§ **Challenges**
**A)** Can you quote the Databricks overview from "Databricks has carved" up to and including "whole Data Lifecycle."?
**B)** Using the Databricks overview, answer these:
(i) Who founded Databricks?
(ii) What two areas does Databricks primarily focus on?
(iii) How does the overview describe Delta Lake?

§ **Text block**
-.-.-

Databricks is an Enterprise Software company that was founded by the creators of Apache Spark. It is known for combining the best of Data Lakes and Data Warehouses in a Lakehouse Architecture.

This blog talks about the different commands you can use to leverage SQL in Databricks in a seamless fashion. These include commands like SELECT, CREATE FUNCTION, INSERT, LOAD, etc. It also gives a brief overview of Databricks and SQL before diving into the various Databricks SQL functions that you can leverage for your business.

What is Databricks?

Databricks SQL: Databricks Logo

Databricks is a Cloud-based Data platform powered by Apache Spark. It primarily focuses on Big Data Analytics and Collaboration. With Databricks’ Machine Learning Runtime, managed ML Flow, and Collaborative Notebooks, you can avail a complete Data Science Workspace for Business Analysts, Data Scientists, and Data Engineers to collaborate. Databricks houses the Dataframes and Spark SQL libraries that allow you to interact with Structured data.

Key Features of Databricks

Databricks has carved a name for itself as an industry-leading solution for Data Analysts and Data Scientists due to its ability to transform and handle large amounts of data. Here are a few key features of Databricks:

  • Delta Lake: Databricks houses an Open-source Transactional Storage Layer meant to be used for the whole Data Lifecycle.

-.-.-

§ **Dataset extract**

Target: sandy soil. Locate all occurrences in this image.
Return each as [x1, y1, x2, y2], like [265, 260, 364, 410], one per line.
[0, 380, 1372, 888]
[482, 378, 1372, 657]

-.-.-

§ **Answers given**
**A)**
Databricks has carved a name for itself as an industry-leading solution for Data Analysts and Data Scientists due to its ability to transform and handle large amounts of data. Here are a few key features of Databricks:

  • Delta Lake: Databricks houses an Open-source Transactional Storage Layer meant to be used for the whole Data Lifecycle.

**B)**
(i) The creators of Apache Spark.
(ii) Big Data Analytics and Collaboration.
(iii) As an Open-source Transactional Storage Layer meant to be used for the whole Data Lifecycle.